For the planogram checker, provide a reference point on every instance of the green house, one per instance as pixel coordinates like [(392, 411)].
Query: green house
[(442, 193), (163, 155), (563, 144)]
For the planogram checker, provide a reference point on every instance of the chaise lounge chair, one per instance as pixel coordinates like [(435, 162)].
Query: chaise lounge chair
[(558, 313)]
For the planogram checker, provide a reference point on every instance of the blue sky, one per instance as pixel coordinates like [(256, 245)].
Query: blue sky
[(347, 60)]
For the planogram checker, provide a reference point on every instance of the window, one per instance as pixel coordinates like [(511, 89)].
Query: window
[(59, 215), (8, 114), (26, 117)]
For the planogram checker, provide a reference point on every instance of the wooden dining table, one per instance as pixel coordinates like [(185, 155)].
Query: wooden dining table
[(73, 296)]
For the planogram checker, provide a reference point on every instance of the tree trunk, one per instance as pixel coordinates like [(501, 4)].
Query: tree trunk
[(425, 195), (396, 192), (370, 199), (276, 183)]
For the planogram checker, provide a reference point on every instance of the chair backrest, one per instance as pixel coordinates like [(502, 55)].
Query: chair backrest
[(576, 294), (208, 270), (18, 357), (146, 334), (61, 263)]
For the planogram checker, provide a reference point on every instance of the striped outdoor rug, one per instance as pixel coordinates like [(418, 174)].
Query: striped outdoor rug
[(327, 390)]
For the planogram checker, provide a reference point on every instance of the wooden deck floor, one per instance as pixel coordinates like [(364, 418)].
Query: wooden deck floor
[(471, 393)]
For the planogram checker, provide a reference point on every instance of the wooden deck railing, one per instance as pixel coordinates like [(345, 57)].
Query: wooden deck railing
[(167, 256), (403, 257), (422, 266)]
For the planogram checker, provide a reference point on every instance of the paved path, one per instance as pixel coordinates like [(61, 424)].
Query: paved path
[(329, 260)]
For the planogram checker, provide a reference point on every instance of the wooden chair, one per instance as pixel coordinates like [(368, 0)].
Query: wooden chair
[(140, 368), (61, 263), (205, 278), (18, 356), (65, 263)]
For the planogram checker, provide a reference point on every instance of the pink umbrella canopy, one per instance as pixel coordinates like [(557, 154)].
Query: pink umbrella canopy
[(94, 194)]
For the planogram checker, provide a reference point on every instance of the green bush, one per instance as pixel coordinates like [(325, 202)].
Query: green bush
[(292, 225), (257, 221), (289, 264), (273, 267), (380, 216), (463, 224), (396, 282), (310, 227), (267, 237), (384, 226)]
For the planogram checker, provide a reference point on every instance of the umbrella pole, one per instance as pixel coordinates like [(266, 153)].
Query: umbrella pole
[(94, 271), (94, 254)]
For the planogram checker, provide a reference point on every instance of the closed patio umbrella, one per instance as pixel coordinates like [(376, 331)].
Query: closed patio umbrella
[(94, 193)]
------------------------------------------------------------------------
Directions
Give the listing again. Leave every word as it stands.

Expected answer
For the planogram checker, provide a reference point on every instance of the green house, one per instance as pixel coordinates like [(392, 411)].
Query: green house
[(442, 193), (163, 155), (563, 144)]
For the planogram checker, provide a reference point on every instance of the chaise lounge chair, one per instance as pixel coordinates like [(435, 162)].
Query: chaise lounge chair
[(558, 313)]
For the planogram checker, provide a reference point on every instance of the blue sky, one per instance as pixel coordinates like [(256, 245)].
Query: blue sky
[(347, 60)]
For the planogram checker, provide a reference point on every instance of the window, one per instance as pixel coordinates like [(511, 89)].
Query: window
[(59, 215), (8, 114), (26, 117)]
For the planogram checker, provide a reference point on every instance of the wooden dining table, one per instance as pixel coordinates like [(185, 155)].
Query: wooden dining table
[(73, 296)]
For the planogram checker, provide a reference point on every instance of the tree trunk, one per instance as pixel coordinates like [(501, 4)].
Query: tree trunk
[(425, 195), (396, 192), (370, 199), (276, 183)]
For the planogram checker, provide a reference point on every instance of the chair backrest, one per instance as pixel coordinates like [(502, 55)].
Query: chair backrest
[(576, 294), (208, 270), (18, 357), (146, 334), (61, 263)]
For the planogram checker, provide a reference point on every instance of the striped outdoor rug, one per instance as pixel coordinates like [(418, 174)].
Query: striped outdoor rug
[(327, 390)]
For the planogram checker, provide a reference point on every instance of the wooden deck floor, one per instance as pixel coordinates like [(364, 418)].
Query: wooden deck floor
[(471, 393)]
For the planogram checker, provide a reference point on every instance of the wooden deck railing, one per instance as pixel coordinates like [(345, 57)].
Query: wooden deck railing
[(167, 256), (403, 257), (422, 266)]
For the planogram checker, provide a reference point on every instance of the paved path, one per instance as pixel coordinates like [(61, 424)].
Query: paved path
[(329, 260)]
For the planogram checker, provide a reference point on every instance of the wooden chair, one per instance as pixel coordinates like [(368, 0)].
Query: wooden chair
[(140, 368), (61, 263), (205, 278), (18, 356), (65, 263)]
For the planogram checker, provide a reference point on every instance of the pink umbrella canopy, one per instance as pixel coordinates like [(557, 154)].
Query: pink umbrella canopy
[(94, 194)]
For the planogram checker, provide a reference point on every instance of the green bush, one per instance as pixel coordinates like [(325, 202)].
Query: green bush
[(292, 225), (257, 221), (289, 264), (273, 267), (380, 216), (463, 224), (396, 282), (310, 227), (267, 237), (384, 226)]
For the planogram checker, provide a reference point on every instance of the umbrella pole, one per instance as pixel coordinates like [(266, 153)].
Query: umbrella pole
[(94, 271), (94, 254)]
For the planogram checker, provide a reference point on every instance of the closed patio umbrella, one per instance as pixel coordinates like [(376, 331)].
Query: closed patio umbrella
[(94, 193)]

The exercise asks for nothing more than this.